OBJECTIFS:
1) Recopiez fidèlement le passage de l'entretien qui commence à « En combien de » et se termine à « écrit ce livre ? ».
2) D'après l'entretien, en quel mois et en quelle année l'écriture du livre a-t-elle commencé ?
3) Poursuivez l'entretien sur l'écriture de La Ballade de Lila K après sa dernière phrase.

**** TEXTE DE L'ENTRETIEN ****

En combien de temps avez-vous écrit La Ballade de Lila K ?
« J’ai mis deux ans pour écrire ce livre, j’ai commencé en février 2008 et je l’ai achevé en février 2010 ça a été un projet assez lourd pour moi. J’ai mon travail, mes enfants, tous les moments que je pouvais consacrer à l’écriture du livre, je les prenais. J’écrivais la nuit, les week-ends, les soirées... C’est vrai que ça a été un travail assez long. J’ai vraiment vécu avec les personnages pendant deux ans, j’étais complètement obsédée, et jusqu’au dernier moment je n’ai pas été sûr de le finir. »
Comment avez-vous écrit ce livre ?
« Je n’ai pas de rituel d’écriture très précis ni de moment précis, j’écris une grande partie du temps à l’ordinateur et comme j’aime bien travailler aussi sur papier: j’imprime ce que j’ai écrit à l’ordinateur et je rature sur papier. Je rentre les corrections dans l’ordinateur et je réimprime. J’ai donc chez moi beaucoup d’étapes successives du roman. J’écris de façon un peu chaotique, j’écris sur tous les supports que je trouve, par exemple sur une nappe en papier. »

**** EXTRAITS DU LISTING ****

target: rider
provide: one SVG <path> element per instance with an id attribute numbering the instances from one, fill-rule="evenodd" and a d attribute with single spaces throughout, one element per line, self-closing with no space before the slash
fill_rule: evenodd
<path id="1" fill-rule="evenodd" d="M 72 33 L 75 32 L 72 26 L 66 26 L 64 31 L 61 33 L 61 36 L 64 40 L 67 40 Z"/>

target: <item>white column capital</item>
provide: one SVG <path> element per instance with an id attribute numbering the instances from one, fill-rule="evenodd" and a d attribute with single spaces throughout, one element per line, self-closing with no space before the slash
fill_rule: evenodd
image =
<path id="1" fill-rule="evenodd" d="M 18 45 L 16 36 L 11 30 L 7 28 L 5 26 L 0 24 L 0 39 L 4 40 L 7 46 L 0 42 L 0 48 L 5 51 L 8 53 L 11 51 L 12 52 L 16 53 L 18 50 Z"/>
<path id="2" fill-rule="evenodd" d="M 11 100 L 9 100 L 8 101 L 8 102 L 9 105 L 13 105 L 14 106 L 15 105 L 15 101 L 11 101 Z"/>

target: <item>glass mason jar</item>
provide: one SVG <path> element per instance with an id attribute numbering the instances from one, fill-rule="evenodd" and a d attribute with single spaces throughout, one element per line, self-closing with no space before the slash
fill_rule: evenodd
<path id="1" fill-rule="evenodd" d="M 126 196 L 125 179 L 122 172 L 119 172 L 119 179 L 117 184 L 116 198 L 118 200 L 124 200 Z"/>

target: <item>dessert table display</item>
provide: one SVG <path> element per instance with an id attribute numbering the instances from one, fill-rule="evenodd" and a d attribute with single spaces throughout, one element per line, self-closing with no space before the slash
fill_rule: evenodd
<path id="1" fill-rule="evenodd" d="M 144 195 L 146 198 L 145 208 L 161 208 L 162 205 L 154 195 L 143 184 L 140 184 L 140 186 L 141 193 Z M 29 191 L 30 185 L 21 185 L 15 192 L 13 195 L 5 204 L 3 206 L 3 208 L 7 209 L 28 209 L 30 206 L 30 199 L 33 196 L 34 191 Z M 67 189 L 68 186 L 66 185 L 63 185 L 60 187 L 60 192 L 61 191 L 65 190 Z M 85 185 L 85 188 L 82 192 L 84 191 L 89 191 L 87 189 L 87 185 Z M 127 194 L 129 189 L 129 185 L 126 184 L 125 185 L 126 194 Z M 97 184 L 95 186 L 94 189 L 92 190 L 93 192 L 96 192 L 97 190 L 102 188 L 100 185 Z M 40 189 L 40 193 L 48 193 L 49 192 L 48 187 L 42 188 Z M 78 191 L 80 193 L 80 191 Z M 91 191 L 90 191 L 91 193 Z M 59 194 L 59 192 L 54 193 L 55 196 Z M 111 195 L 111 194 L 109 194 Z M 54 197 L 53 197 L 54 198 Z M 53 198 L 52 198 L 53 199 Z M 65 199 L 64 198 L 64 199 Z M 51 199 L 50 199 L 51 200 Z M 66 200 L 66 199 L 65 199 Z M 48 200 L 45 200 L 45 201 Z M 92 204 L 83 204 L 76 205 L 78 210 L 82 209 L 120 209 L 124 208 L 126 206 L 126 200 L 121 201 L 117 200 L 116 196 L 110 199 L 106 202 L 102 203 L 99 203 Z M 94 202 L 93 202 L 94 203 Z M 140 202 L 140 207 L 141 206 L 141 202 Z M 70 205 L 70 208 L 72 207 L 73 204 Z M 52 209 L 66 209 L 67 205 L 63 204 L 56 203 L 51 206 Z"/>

****

RÉPONSES PAR CONSIGNE:
1)
En combien de temps avez-vous écrit La Ballade de Lila K ?
« J’ai mis deux ans pour écrire ce livre, j’ai commencé en février 2008 et je l’ai achevé en février 2010 ça a été un projet assez lourd pour moi. J’ai mon travail, mes enfants, tous les moments que je pouvais consacrer à l’écriture du livre, je les prenais. J’écrivais la nuit, les week-ends, les soirées... C’est vrai que ça a été un travail assez long. J’ai vraiment vécu avec les personnages pendant deux ans, j’étais complètement obsédée, et jusqu’au dernier moment je n’ai pas été sûr de le finir. »
Comment avez-vous écrit ce livre ?

2) En février 2008.

3)
Comment vous vient l’inspiration ? Comment vous est venue l’idée d’écrire Lila K ?
« C’est extrêmement mystérieux, ce qui est sûr par exemple pour la Ballade de Lila K. Je me suis inspirée d’un fait divers des années 80 qui avait beaucoup marqué la France. C’était un petit garçon qu’on avait découvert enfermé dans un placard par sa mère. Ce qui m’avait frappé, c’était le visage de la mère qui avait été publié dans les journaux. Elle était vraiment très belle ; une belle femme blonde, on ne se serait jamais imaginé qu’elle aurait été capable de faire une chose pareille et, des années plus tard, j’étais encore traumatisée : j’avais 9- 10 ans à l’époque. Quelques années plus tard, j’avais lu dans la presse une interview du jeune garçon, qui revenait sur son expérience (il était adolescent) et qui parlait avec intelligence et une telle lucidité ! D’ailleurs on sentait qu’il s’était reconstruit. Et il parlait de sa mère avec énormément d’amour et ça aussi ça m’a beaucoup, beaucoup frappé. C’est de ce personnage là, d’enfant martyr, qu’est partie l’inspiration de La Ballade de Lila K et après évidemment le projet a évolué.»
Comment avez-vous choisi votre éditeur ?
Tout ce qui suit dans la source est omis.